# Exercise inputs
☆ ☆ ☆ ☆ ☆ ☆ ☆

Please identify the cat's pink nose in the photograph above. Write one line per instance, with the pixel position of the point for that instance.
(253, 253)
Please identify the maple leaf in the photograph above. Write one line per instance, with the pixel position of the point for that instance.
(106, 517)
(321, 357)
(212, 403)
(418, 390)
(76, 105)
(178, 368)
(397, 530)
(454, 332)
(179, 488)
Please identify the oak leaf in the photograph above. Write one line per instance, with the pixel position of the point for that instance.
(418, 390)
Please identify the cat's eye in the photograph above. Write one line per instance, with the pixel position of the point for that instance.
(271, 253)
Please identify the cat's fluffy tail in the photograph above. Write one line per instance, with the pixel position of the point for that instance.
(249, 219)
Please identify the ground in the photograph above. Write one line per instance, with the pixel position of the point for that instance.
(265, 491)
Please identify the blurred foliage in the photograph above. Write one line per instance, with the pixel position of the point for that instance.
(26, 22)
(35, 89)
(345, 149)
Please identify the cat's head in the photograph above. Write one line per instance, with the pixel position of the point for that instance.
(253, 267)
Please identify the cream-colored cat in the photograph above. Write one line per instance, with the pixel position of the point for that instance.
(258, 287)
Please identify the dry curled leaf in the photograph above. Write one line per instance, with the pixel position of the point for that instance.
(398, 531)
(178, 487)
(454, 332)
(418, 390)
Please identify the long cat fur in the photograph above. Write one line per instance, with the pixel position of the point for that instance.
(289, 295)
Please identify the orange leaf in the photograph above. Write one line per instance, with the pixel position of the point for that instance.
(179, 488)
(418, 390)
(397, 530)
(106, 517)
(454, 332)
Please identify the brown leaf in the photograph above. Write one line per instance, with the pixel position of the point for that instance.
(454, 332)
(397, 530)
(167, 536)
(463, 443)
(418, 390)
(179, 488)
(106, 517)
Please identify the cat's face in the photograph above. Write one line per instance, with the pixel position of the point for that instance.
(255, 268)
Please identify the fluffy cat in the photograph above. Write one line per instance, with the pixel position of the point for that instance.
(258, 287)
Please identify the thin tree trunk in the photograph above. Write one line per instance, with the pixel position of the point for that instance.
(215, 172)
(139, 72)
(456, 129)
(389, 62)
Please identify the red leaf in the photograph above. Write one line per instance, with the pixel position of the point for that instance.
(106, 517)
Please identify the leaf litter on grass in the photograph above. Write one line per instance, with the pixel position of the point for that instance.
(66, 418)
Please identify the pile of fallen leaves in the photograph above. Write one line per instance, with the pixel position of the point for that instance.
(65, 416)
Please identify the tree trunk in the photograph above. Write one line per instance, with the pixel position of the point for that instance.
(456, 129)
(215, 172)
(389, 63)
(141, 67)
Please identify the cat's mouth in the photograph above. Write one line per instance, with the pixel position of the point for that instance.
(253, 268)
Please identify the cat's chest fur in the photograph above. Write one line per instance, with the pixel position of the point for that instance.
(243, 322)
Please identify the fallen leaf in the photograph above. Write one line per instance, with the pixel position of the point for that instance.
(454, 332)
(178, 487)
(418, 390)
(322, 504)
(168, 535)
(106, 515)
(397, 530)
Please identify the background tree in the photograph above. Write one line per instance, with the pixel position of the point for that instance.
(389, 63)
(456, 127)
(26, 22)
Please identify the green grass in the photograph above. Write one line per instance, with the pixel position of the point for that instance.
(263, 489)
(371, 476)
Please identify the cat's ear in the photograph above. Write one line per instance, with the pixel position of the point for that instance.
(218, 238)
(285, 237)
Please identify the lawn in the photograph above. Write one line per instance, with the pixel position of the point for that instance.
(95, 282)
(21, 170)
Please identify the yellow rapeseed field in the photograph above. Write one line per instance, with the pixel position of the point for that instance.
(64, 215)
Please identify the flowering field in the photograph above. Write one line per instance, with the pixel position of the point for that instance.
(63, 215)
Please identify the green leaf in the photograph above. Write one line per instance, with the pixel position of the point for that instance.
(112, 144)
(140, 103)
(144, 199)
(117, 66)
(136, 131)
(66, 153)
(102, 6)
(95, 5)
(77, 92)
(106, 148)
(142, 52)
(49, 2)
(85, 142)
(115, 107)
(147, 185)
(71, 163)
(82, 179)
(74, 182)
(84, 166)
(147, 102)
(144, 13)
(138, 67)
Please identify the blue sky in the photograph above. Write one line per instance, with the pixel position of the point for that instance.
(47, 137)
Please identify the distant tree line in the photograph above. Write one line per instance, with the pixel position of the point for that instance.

☆ ☆ ☆ ☆ ☆ ☆ ☆

# What to do
Please give all the lines above again, exactly as they read.

# Answer to this task
Please identify the cat's pink nose in the photograph above. Write one line per instance, with the pixel position of the point for that instance.
(253, 253)
Please identify the maple leaf in the photograph above. Write one line per instance, with the pixel position of the point for that instance.
(106, 517)
(321, 357)
(212, 403)
(418, 390)
(76, 105)
(178, 368)
(397, 530)
(454, 332)
(179, 488)
Please identify the oak leaf in the photograph above. Write one line per instance, with the pixel position of the point for that instance.
(418, 390)
Please identify the cat's eye in the photograph above. Write one line per instance, with the pixel position of the point for that instance.
(271, 253)
Please identify the cat's fluffy tail in the photograph above. Write one line per instance, with the pixel position of the point for that instance.
(249, 219)
Please identify the ground in the photograph above. Write one line per instance, with the pixel position of the point for that instance.
(265, 491)
Please identify the blurred foliage in the photograph above. Write one line per instance, with the pixel position of the point for that instance.
(26, 22)
(35, 89)
(345, 149)
Please identify the cat's head in the photograph above. Write one line per instance, with the pixel position of the point for that instance.
(253, 267)
Please identify the cream-colored cat in the photograph above. Write one line per instance, with the pixel position of the point for that instance.
(258, 287)
Please identify the dry curled leaf in the photograph above. Write one line per instance, with the pixel position of the point for that instance.
(398, 531)
(178, 487)
(454, 332)
(418, 390)
Please identify the long cat fur in the photograph above. Write one line per instance, with the pixel position of the point for that instance.
(289, 295)
Please identify the orange leaf in the photograph above. Write one line per instance, with the pixel position of the point for that instance.
(179, 488)
(418, 390)
(397, 530)
(106, 517)
(454, 332)
Please identify the brown leaf in the photograph above. Write one line per instance, with the pixel position of the point for that instance.
(454, 332)
(397, 530)
(167, 536)
(463, 443)
(418, 390)
(179, 488)
(106, 517)
Please identify the cat's face in the photograph above. Write one line per instance, with the pixel position of the point for that instance.
(255, 268)
Please identify the fluffy cat in the photograph above. Write one line per instance, with the pixel position of the point for that instance.
(258, 287)
Please identify the thin tree trunk in the photograph above. Write one line per instance, with the pixel position of the point for that instance.
(215, 172)
(139, 72)
(456, 129)
(389, 62)
Please identify the red leaf in the photograph above. Write one line per instance, with the pixel position of the point for that instance.
(106, 517)
Please identify the leaf litter on grass in the photograph above. Write one line per instance, with the pixel position of the point for that instance.
(66, 418)
Please identify the pile of fallen leaves in the photograph above. Write one line per instance, with the pixel position of the point for that instance.
(65, 416)
Please identify the tree trunk in the photograph above. Write one line per instance, with the pixel position of the point for that instance.
(456, 129)
(215, 172)
(389, 63)
(141, 67)
Please identify the cat's mouth in the photograph above. Write one line per instance, with the pixel position of the point for that instance.
(253, 268)
Please identify the cat's chest fur in the photograph above. Write one line per instance, with the pixel position of the point for that instance.
(243, 322)
Please identify the fallen leaf in the photograph above. Write one line per instance, with the pixel position of the point for that instance.
(454, 332)
(178, 487)
(418, 390)
(322, 504)
(168, 535)
(106, 515)
(397, 530)
Please identify the background tree in the photograph above. Write one line per instance, with the pixel position of the point for that instance.
(389, 63)
(456, 127)
(26, 22)
Please identify the green grass in the photograph above. Write one line per instance, with the pixel position of the point for that instance.
(263, 489)
(371, 476)
Please identify the cat's ear in the photograph above. Write one line per instance, with the pixel position of the point for that instance.
(218, 238)
(285, 237)
Please identify the lawn in the photograph above. Write one line per instance, with the pixel position of the point for that instance.
(95, 282)
(21, 170)
Please identify the yellow rapeseed field in the photograph above. Write one line per instance, with the pixel position of the point for that instance.
(64, 215)
Please identify the flowering field in the photograph above. Write one line per instance, with the pixel position of the point for that instance.
(63, 215)
Please identify the green leaf in the photograph above. Write one line per instance, with the pixel position of the point for that instance.
(112, 144)
(140, 103)
(144, 199)
(117, 66)
(136, 131)
(66, 153)
(102, 6)
(95, 5)
(77, 92)
(106, 148)
(142, 52)
(49, 2)
(85, 142)
(115, 107)
(147, 185)
(71, 163)
(82, 179)
(74, 182)
(84, 166)
(147, 102)
(144, 13)
(138, 67)
Please identify the blue sky in the photograph above. Write one line per instance, with the pixel position of the point for that instance.
(47, 137)
Please identify the distant tree line in the photograph above. Write one line per instance, with the pixel position of the point for that instance.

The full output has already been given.